任务要求 1:
在给定文段的 Seq2Seq 代码中，forward 方法的参数 teach_rate 默认值是多少？

┌─ 给定文段

Demodel=Decoder(trg_vocab_size,emb_model,hidden_size,n_layers,dropout, attention)
if cuda:
    Demodel=Demodel.cuda()

In [23]:
import random

class Seq2Seq(nn.Module):
    def __init__(self,encoder,decoder):
        super(Seq2Seq,self).__init__()
        self.encoder=encoder
        self.decoder=decoder
    
    def forward(self,src,trg,teach_rate=0.5):
        #src [bacth,seq_len]
        #trg  [bacth,seq_len]
        #teach_radio 强制教学的阈值
        batch_size=trg.shape[0]
        trg_seqlen=trg.shape[1]
        
        #保存每次输出的结果
        outputs_save=torch.zeros(batch_size,trg_seqlen,trg_vocab_size)
        if(cuda):
            outputs_save=outputs_save.cuda()
        #对源端进行编码
        encoder_outputs,(h_n,c_n)=self.encoder(src)
        
        #第一个输入到解码器中为<sos>
        trg_i=trg[:,0]
        #trg_i [batch]
        for i in range(1,trg_seqlen):
            output,(h_n,c_n)=self.decoder(trg_i,h_n,c_n,encoder_outputs)
            #output[batch trg_vocab_size]
            outputs_save[:,i,:]=output
            #产生一个随机概率(即是否强制教学)
            probability=random.random()
            
            #获取时间步预测的结果
            top=output.argmax(1)
            #top[batch]
            #下一时间步的输入
            trg_i=trg[:,i] if probability>teach_rate else top
        return outputs_save

In [24]:
model=Seq2Seq(enModel,Demodel)

└─
┌─ 提取记录

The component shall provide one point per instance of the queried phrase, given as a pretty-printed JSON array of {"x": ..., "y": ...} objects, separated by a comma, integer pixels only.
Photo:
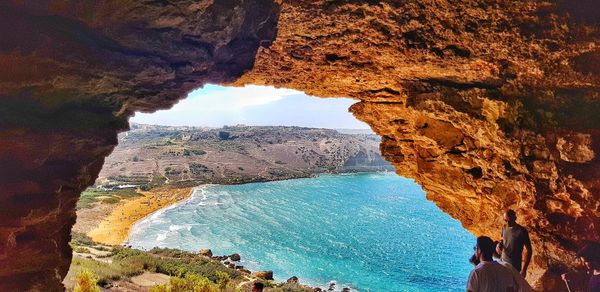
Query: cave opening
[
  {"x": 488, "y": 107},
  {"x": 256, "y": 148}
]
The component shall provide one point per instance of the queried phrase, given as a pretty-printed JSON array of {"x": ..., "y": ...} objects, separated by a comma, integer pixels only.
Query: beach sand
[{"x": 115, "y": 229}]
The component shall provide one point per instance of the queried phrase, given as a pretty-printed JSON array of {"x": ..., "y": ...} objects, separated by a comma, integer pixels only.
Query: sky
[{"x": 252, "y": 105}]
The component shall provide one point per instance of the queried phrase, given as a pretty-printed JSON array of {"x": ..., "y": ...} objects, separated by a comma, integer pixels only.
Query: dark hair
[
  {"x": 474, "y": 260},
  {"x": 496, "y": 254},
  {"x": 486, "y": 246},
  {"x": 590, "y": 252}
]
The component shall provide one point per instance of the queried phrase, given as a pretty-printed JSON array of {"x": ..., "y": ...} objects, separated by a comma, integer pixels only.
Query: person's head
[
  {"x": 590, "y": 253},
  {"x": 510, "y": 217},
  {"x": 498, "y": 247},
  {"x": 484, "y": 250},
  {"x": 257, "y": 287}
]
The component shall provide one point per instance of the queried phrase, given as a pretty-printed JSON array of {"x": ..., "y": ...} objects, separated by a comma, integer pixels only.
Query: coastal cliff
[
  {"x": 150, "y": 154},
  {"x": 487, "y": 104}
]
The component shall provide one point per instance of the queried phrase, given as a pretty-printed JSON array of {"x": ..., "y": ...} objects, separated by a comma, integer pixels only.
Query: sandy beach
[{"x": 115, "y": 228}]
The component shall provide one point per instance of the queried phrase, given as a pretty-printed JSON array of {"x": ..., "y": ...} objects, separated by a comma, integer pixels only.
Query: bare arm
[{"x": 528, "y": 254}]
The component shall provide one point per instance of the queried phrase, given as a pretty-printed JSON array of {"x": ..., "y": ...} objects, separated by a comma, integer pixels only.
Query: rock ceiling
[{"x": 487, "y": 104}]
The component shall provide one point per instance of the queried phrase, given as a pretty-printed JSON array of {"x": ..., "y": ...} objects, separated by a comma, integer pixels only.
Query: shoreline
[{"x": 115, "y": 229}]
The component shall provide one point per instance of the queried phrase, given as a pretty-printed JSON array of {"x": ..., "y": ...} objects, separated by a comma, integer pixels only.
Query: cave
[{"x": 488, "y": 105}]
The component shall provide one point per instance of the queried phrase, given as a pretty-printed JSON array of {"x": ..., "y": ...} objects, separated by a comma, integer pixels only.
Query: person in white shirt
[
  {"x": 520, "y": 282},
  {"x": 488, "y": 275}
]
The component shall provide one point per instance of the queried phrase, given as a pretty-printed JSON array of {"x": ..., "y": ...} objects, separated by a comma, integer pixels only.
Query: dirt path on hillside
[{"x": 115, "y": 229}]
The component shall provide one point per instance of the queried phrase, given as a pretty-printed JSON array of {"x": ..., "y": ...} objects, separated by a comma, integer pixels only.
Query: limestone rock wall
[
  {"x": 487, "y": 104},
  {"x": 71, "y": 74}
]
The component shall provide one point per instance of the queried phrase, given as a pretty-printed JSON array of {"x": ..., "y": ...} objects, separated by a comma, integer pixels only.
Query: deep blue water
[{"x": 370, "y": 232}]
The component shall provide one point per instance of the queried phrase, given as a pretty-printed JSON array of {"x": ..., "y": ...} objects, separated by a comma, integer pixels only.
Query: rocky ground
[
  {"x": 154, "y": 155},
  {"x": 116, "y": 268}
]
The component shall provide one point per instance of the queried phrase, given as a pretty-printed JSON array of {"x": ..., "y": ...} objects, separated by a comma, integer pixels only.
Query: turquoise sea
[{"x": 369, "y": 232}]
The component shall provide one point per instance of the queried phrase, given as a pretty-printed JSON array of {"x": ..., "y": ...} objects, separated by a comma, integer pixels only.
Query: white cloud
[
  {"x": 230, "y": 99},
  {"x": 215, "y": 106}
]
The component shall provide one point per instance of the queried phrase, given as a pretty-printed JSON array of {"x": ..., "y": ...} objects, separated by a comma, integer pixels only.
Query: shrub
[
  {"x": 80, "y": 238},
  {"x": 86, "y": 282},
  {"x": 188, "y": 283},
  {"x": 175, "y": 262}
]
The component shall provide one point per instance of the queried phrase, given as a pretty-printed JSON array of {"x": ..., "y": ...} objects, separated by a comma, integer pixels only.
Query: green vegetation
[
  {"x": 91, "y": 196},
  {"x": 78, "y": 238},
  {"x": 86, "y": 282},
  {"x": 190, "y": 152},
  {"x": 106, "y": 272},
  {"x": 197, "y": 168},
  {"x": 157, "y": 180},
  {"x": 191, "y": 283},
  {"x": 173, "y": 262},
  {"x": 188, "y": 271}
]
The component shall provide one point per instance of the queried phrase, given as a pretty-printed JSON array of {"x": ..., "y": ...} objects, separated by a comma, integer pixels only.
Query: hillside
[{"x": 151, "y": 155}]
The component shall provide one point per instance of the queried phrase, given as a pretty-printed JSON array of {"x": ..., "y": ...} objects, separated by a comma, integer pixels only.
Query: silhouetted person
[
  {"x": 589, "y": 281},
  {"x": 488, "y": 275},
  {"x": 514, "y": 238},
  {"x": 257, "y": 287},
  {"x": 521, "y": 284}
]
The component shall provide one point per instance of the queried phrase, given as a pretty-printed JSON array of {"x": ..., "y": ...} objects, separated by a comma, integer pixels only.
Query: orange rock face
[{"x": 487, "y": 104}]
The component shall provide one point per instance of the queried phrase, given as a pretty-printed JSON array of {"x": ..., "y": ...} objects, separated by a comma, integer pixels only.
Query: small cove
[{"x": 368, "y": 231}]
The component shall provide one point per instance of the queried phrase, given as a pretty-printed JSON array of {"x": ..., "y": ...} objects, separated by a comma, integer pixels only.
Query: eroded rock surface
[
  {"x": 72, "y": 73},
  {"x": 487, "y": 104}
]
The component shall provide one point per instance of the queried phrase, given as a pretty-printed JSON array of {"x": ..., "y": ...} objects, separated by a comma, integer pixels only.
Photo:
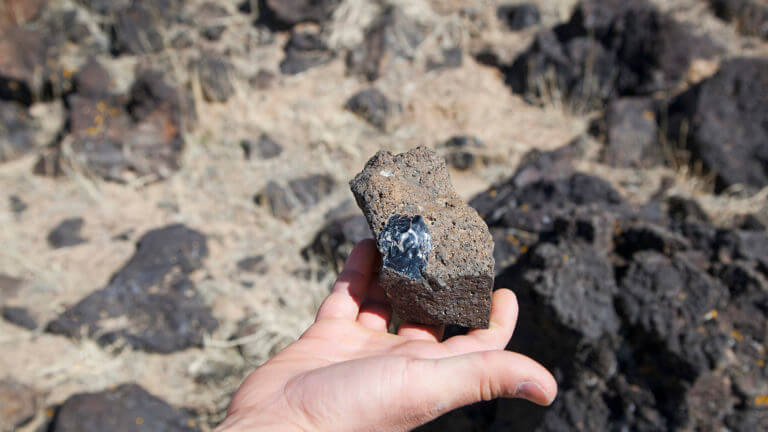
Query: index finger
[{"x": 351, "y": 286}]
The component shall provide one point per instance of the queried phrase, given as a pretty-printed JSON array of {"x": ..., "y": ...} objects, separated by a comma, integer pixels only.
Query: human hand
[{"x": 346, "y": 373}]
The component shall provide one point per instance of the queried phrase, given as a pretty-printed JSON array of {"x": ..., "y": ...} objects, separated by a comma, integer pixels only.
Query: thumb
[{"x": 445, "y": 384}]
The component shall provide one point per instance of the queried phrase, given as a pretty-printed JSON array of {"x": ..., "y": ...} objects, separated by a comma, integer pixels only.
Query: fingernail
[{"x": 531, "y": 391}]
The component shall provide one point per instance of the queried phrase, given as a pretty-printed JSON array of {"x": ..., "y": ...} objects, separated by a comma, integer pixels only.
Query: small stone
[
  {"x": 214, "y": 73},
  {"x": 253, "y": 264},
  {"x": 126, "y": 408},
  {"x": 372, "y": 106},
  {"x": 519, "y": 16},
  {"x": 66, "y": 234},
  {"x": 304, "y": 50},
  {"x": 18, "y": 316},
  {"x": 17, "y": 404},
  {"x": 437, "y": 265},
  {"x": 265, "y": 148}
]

└─

任务要求 2:
请说出记录中有多少行含有字符串“person”，只回答数字。

参考答案 1:
0.5

参考答案 2:
3